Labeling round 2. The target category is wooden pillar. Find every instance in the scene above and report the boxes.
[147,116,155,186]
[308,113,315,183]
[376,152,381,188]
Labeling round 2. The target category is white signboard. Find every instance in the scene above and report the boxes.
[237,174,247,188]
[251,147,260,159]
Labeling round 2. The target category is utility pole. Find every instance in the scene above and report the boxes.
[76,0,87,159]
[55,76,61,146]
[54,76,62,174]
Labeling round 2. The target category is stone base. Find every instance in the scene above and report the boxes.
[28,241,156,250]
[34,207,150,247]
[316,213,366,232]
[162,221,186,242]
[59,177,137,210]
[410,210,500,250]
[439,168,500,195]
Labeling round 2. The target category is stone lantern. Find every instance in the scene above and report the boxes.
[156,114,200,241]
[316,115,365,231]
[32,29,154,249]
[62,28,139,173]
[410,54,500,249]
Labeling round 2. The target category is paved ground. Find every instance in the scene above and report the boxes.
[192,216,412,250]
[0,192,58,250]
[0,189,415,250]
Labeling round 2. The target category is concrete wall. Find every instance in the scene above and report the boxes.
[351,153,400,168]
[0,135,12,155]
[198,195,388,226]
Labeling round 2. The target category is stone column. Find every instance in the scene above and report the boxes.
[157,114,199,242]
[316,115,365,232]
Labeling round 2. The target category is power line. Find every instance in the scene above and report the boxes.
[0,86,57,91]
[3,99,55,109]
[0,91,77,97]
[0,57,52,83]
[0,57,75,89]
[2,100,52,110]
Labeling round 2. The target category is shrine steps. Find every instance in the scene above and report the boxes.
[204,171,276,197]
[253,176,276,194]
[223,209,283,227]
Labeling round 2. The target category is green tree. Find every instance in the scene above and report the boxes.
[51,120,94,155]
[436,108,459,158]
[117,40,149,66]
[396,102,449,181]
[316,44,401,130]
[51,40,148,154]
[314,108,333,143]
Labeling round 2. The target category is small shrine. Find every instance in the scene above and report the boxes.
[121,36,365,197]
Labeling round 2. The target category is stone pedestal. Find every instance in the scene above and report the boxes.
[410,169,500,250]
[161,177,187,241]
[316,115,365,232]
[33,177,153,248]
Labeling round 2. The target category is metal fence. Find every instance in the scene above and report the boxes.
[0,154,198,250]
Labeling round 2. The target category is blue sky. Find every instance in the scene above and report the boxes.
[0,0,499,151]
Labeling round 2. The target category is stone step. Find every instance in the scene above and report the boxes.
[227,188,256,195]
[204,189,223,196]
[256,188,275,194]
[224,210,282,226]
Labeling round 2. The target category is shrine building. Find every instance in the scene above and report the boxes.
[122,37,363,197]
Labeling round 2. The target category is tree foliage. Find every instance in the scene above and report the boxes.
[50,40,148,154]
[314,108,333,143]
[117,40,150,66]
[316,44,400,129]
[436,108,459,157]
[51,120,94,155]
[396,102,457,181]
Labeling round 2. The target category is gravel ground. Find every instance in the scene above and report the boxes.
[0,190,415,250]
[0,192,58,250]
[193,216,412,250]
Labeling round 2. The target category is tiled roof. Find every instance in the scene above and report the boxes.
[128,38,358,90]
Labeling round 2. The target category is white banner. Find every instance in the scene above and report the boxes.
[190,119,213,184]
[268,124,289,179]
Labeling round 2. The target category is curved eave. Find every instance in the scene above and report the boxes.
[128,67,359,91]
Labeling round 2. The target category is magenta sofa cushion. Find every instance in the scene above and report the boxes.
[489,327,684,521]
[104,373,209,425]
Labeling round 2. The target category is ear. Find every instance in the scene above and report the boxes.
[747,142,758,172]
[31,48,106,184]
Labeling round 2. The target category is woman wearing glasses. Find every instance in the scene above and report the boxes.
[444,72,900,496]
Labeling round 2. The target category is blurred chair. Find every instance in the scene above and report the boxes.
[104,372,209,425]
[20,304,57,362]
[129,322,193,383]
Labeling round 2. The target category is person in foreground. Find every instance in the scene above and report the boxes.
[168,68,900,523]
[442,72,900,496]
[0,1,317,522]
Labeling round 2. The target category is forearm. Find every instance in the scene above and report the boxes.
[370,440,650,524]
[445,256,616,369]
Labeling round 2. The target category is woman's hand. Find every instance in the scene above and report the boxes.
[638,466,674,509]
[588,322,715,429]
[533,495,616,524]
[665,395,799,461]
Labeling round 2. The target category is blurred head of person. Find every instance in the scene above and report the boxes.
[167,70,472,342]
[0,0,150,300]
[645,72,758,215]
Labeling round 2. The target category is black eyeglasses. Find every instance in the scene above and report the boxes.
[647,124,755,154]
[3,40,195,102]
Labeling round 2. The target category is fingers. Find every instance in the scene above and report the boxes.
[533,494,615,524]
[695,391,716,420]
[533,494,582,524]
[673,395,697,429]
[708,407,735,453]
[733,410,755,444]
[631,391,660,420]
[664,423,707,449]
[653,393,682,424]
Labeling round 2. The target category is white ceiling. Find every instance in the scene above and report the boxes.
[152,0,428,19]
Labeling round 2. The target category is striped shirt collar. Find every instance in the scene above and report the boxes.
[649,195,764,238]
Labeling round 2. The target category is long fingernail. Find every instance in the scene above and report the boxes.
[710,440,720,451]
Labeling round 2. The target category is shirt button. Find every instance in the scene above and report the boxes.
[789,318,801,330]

***

### [What the task asks]
Every record must be returned exactly.

### [Answer below]
Labeling round 2. The target category is wooden pillar. Find every instance in the scene above and report the boxes.
[147,116,155,186]
[308,113,315,183]
[376,152,381,188]
Labeling round 2. The target category is white signboard. Find every instance in the scene above and report the boxes.
[237,174,247,188]
[251,147,260,159]
Labeling round 2. The target category is utility pole. Find every instance in the scene above and report the boxes.
[76,0,87,159]
[55,76,61,146]
[54,76,62,174]
Labeling round 2. The target category is stone base. Find every instance in the scene above and report the boxes.
[28,241,156,250]
[34,207,150,247]
[316,213,366,232]
[162,221,186,242]
[59,177,137,210]
[410,210,500,250]
[439,168,500,195]
Labeling round 2. The target category is stone lantern. Find every instance in the scene above and report the boxes.
[156,114,200,241]
[316,115,365,231]
[32,29,154,249]
[62,28,139,173]
[410,54,500,249]
Labeling round 2. The target category is paved ground. Find every instance in the scene above and report the boxes.
[192,216,412,250]
[0,192,58,250]
[0,189,415,250]
Labeling round 2. The target category is concrete wall. Find every instance in the scene above and report the boxes.
[351,153,400,168]
[0,135,12,155]
[198,195,388,226]
Labeling round 2. The target category is stone column. Find every instance in the scene above and report the boxes.
[157,114,199,242]
[316,115,365,232]
Labeling round 2. The target category is power line. Find every instance in the scene above and report the boxes.
[0,86,57,91]
[3,99,55,109]
[0,91,77,97]
[0,57,52,83]
[0,57,75,89]
[2,100,52,110]
Labeling round 2. The target category is shrine steps. Find every instance in the scene above and report the boxes.
[204,171,276,197]
[253,176,276,194]
[223,209,283,227]
Labeling round 2. The target category is green tree. Find every instance in the scene above and report the boxes.
[51,120,94,155]
[436,108,459,158]
[117,40,149,66]
[396,102,449,181]
[316,44,401,130]
[51,40,148,154]
[314,108,333,143]
Labeling round 2. The target category is small shrine. Find every instance in the scene above and report the boxes.
[121,36,365,197]
Labeling round 2. The target category is stone pedestal. Find every instance in the scene above and report the boxes.
[410,169,500,250]
[161,177,187,241]
[316,115,365,232]
[33,177,153,248]
Labeling round 2. The target category is metal fence. Find every instance in the scene above and report the boxes.
[0,154,198,250]
Labeling round 2. The target category is blue sky. Find every instance in the scene above and report the boxes.
[0,0,499,151]
Labeling round 2. The target category is stone step. Find every instance in the scene above and report the boxes.
[227,188,256,195]
[204,189,223,196]
[256,188,275,194]
[224,210,282,226]
Labeling round 2. The target category is shrine building. Find every instance in the scene above and report the boxes.
[122,37,363,197]
Labeling round 2. The target category is tree foliage. Find every instance in the scene above and report the boxes.
[50,40,148,154]
[314,108,333,143]
[117,40,150,66]
[316,44,400,129]
[436,108,459,157]
[51,120,94,155]
[396,102,457,181]
Labeling round 2. The target category is gravel ground. Find every instance in the scene above and report the boxes.
[0,190,415,250]
[0,192,58,250]
[193,216,412,250]
Labeling round 2. The target category is tiled roof. Find every instance in the scene above and report the boxes.
[128,38,358,90]
Labeling round 2. The target category is white banner. Find every instance in the scene above and report the boxes.
[190,119,213,184]
[268,124,289,179]
Labeling round 2. The target category is curved eave. Find every instance in the scene above and report the boxes.
[128,67,359,91]
Labeling round 2. The target category is magenta sofa cushion. Find every instance in the scene above and report the boxes.
[489,327,684,521]
[104,373,209,425]
Labeling round 2. The target category is ear. Find every instance in the scene above and report the boxes.
[747,142,758,172]
[31,48,106,184]
Labeling round 2. The target category is woman wearing glasses. Find every instance in the scene above and report the boxes.
[444,72,900,496]
Labeling round 2. The target category is blurred chair. Find every instance in the scene above and report the boxes.
[104,372,209,425]
[20,304,57,362]
[129,322,193,383]
Labeling round 2. The target category is person in foreground. Find every instance in the scene above and report the boxes.
[168,68,900,523]
[442,72,900,496]
[0,1,317,522]
Labeling round 2. The target category is forearm. Find every instance in the scene above and report the boxes.
[370,440,650,524]
[445,256,616,369]
Labeling round 2. The target category is woman's hand. Find every instance in the scene above and report the boxes.
[638,466,674,509]
[588,322,715,429]
[533,495,616,524]
[665,395,799,461]
Labeling round 2. The target category is blurred head of person. Find every instance in the scene above and report the boxes.
[167,70,472,342]
[0,0,150,300]
[645,72,758,215]
Labeling round 2. The target category is black eyeglasses. Find every instance in the scene above and report the boxes.
[647,124,755,154]
[3,40,195,102]
Labeling round 2. The target category is fingers. Find every instance in the scene above and report the boxes.
[533,494,615,524]
[695,391,716,420]
[533,494,582,524]
[673,395,697,429]
[708,407,735,453]
[733,410,755,444]
[631,391,660,420]
[664,423,707,449]
[653,393,682,424]
Labeling round 2. The target category is white ceiling. Find every instance in the scene above and report the boxes.
[152,0,428,19]
Labeling round 2. The target category is striped shirt collar. Find every instance in the scene above and report the boxes.
[649,195,764,238]
Labeling round 2. The target category is long fingernail. Find every instance in the scene above and report the boxes.
[710,440,720,451]
Labeling round 2. The target category is shirt button. Find every instance in the scene above and report the boxes.
[789,318,801,330]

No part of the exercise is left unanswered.